[A run of records]
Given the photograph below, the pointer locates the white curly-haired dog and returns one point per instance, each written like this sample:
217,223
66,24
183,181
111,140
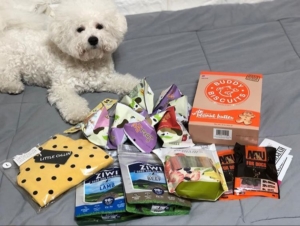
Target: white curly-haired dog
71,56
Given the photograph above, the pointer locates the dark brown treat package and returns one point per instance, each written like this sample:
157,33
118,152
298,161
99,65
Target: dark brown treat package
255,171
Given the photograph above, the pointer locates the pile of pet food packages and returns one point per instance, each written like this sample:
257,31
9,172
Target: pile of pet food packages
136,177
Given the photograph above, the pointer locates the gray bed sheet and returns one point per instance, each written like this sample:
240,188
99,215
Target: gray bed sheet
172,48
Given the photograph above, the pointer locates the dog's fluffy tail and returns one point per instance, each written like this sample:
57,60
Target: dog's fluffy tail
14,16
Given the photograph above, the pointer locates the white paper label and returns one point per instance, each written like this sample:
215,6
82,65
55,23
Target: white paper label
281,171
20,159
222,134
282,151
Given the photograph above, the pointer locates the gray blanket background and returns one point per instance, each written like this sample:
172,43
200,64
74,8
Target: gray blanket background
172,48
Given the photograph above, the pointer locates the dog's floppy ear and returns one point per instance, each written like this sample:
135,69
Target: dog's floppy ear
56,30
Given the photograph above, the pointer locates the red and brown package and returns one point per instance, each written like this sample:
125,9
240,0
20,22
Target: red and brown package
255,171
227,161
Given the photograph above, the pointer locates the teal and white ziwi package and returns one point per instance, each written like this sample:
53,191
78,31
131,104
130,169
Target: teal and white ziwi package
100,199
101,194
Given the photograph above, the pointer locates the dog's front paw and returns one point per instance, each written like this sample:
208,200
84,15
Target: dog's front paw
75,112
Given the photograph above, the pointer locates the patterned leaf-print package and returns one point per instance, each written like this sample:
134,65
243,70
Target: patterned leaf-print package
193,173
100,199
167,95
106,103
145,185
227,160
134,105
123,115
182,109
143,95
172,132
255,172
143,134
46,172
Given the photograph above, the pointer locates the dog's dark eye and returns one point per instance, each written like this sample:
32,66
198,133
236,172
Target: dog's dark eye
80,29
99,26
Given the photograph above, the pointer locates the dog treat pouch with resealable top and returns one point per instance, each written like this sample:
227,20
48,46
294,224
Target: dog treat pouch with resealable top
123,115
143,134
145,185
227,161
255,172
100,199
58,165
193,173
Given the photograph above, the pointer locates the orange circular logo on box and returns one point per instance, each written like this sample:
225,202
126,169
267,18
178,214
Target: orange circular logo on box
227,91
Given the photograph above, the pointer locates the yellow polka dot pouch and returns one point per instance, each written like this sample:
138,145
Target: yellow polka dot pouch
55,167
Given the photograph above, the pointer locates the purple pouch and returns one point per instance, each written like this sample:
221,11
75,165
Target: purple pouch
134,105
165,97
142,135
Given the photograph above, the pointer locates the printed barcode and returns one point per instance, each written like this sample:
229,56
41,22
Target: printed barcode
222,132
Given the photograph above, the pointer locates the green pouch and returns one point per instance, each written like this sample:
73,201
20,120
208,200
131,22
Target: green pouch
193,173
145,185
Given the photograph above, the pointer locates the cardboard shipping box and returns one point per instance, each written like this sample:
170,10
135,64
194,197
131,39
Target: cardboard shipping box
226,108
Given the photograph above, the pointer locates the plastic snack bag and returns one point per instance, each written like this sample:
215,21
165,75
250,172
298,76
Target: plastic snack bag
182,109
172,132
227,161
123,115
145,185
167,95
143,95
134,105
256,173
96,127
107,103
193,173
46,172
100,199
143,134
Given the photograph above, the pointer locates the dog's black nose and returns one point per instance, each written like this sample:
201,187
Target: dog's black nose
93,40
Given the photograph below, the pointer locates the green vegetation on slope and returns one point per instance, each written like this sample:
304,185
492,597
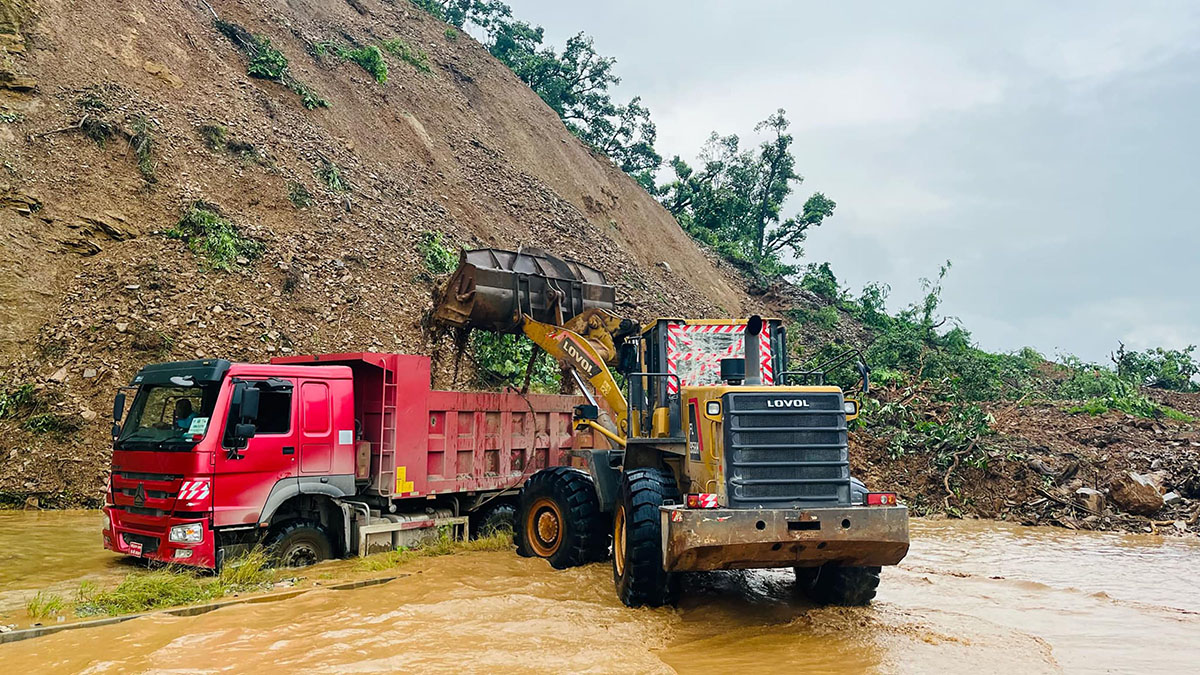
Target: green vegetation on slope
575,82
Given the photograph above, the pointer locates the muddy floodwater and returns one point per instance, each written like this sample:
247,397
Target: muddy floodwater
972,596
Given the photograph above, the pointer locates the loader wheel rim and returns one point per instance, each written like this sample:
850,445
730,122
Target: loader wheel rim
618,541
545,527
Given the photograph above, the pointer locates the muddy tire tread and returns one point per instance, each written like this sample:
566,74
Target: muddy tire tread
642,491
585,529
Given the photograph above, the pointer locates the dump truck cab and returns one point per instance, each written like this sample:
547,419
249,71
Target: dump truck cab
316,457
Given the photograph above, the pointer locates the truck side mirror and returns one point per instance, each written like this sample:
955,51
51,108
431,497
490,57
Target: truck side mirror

> **EXERCISE PROMPT**
Rewrite the data from the line that contains "Given the photograph above, the pointer locates the plastic" through the end, replacing "photograph" with "image" everywhere and leaving everything else unchanged. Leave the pictures out of your answer.

> **SOLUTION TO THE EXERCISE**
Given the image above, the pointer locates the plastic snack bag and returns one point per instance, each written like this sample:
215,21
165,75
250,172
298,76
Target: plastic snack bag
182,109
172,132
227,161
123,115
145,185
167,95
143,95
134,105
256,173
96,127
107,103
193,173
46,172
100,199
143,134
Given the image above, the pointer locates the dog's black nose and returns one point per instance, each written like this sample:
201,187
Target: dog's black nose
93,40
Given the image below, the pointer locates the green vegetation on slope and returns one point per instance, each written like this sample:
304,185
492,597
Target: green vegetation on slope
575,82
Given the image above, the pointer locates the muddy floodwater and returns one point per instance, each written like this sample:
247,397
Target: muddy floodwater
972,596
Given the image above, the pointer locates the loader wheel rim and returns one point per instance, each written like this sample:
850,445
730,122
Target: loader wheel rim
618,541
545,527
Given the image above, the pointer locates the muddy tire tread and returns one point per instance, each written like this sample:
566,74
Target: muddy tire tread
642,491
585,529
Given the image above, the pointer locates the dump truck cab and returns one point per instance, each written like this sample:
547,419
249,71
Target: dump truck cab
316,457
Given the image above, the pointer locates the truck side mirror and returns one point per instance, each written like this sample:
955,51
51,108
431,497
490,57
Target: truck side mirror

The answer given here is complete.